-- SUPPLIED PASSAGE --
········

Please help me welcome John Rachel as today’s Wednesday’s Guest. He is the author of the novel, The Man Who Loved Too Much that I reviewed here last Sunday. We certainly had fun with the interview, so grab a beverage of your choice to go with your cinnamon roll, and enjoy….
Hello, John, I’m so happy to have you as my guest. First off, give us a short intro to who you are and what you write.
John Rachel, expat American living in Japan with a lovely Japanese wife. I left America in 2006 to travel the world. I started writing novels on the computer I carted with me through 26 countries. My seventh novel (Book 2 of “The Man Who Loved Too Much” trilogy) just came out March 16th. A political manifesto is scheduled for publication in May, Book 3 of the trilogy in July, probably one other novel by the end of the year.
I did enjoy Billie’s story. Is any of it reflective of your life-story?
This book is highly autobiographical. I grew up in suburban Detroit in a blue collar family. Both of my parents were very bigoted. I went to Catholic school. I skipped kindergarten because a bully smashed me in the face my first day. There were some notable differences. I was lousy at Euchre. I never kissed a nun. My dad and I got along great. My mom used to chase me around the house with a butcher’s knife. Also, I am to this day no way near as cool as my main character, Billy Green. But our thinking is similar in many ways. I agree with him wholeheartedly about 911 and the absurdity of war. However, while Billy shows some signs of maturity and growth by the end of the trilogy, I am still naive and very socially inept. On the positive side, I am a better dancer than Billy.
What nugget of wisdom do you hope people will take away from your book?
Be careful what you buy. Don’t judge a book by its cover. Be suspicious of any author who bleaches his pubic hair.
If you could go back in time, what one thing would you change about yourself?
I would have preferred not to have been born in a mental institution, taken away from my natural mother at birth and spending my first year trying to get someone’s attention, being adopted by two well-meaning, but incredibly ignorant, people who then had the nerve to die when I was fourteen. Also, I never liked having acne.
What is your fondest childhood memory?

········

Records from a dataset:
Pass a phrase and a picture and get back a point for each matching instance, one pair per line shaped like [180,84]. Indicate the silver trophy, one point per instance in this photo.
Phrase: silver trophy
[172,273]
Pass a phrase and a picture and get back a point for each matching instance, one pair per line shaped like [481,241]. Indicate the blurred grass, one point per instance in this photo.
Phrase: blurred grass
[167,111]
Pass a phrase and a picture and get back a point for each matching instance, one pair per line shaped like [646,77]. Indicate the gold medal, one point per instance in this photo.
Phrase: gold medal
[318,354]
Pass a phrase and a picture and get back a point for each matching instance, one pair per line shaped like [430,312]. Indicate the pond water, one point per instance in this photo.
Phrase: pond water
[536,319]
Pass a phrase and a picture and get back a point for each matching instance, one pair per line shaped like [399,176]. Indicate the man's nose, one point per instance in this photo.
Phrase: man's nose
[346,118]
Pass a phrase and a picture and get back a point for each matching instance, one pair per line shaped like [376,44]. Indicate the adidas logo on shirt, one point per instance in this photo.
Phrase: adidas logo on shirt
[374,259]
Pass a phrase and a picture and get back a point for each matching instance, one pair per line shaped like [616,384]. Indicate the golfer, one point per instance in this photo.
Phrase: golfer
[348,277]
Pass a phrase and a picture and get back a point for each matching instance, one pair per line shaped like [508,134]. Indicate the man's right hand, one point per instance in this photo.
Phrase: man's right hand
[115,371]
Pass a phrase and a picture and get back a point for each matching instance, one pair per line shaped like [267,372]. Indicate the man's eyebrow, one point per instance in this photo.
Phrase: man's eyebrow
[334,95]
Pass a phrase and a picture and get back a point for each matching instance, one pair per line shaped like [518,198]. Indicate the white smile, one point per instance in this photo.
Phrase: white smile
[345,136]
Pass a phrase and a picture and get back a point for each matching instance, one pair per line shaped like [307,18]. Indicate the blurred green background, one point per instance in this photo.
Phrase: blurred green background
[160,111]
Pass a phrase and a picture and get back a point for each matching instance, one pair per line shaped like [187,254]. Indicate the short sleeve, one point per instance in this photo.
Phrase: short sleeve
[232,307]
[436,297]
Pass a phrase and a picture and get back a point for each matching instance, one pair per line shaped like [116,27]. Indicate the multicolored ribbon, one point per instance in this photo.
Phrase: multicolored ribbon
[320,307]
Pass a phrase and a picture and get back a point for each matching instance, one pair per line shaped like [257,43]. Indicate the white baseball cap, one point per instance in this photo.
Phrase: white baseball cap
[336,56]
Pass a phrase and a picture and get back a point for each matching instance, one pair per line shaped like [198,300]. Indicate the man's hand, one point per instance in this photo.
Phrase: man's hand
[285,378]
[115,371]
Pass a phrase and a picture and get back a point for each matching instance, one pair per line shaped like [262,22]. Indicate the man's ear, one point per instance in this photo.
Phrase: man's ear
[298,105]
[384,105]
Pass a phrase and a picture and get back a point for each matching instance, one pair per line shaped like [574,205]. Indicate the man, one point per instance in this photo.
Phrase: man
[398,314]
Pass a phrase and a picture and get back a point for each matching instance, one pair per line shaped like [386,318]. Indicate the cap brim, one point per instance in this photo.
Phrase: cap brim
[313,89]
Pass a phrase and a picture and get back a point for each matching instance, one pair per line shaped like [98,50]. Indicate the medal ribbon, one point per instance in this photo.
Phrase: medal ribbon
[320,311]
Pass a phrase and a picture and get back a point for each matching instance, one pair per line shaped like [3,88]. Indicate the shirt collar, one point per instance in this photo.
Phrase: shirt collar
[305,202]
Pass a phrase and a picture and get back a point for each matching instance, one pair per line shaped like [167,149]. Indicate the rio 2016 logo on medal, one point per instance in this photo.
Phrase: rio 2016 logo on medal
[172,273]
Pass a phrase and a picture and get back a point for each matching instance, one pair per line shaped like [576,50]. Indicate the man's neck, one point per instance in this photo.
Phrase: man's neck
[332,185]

········

-- WHAT TO DO --
1: According to the author interview, in what year did John Rachel leave America to travel the world?
2: Count the lines of the records that contain the string "sleeve", treating case as significant, and give only the number.

-- TASK SOLUTIONS --
1: He left America in 2006.

2: 2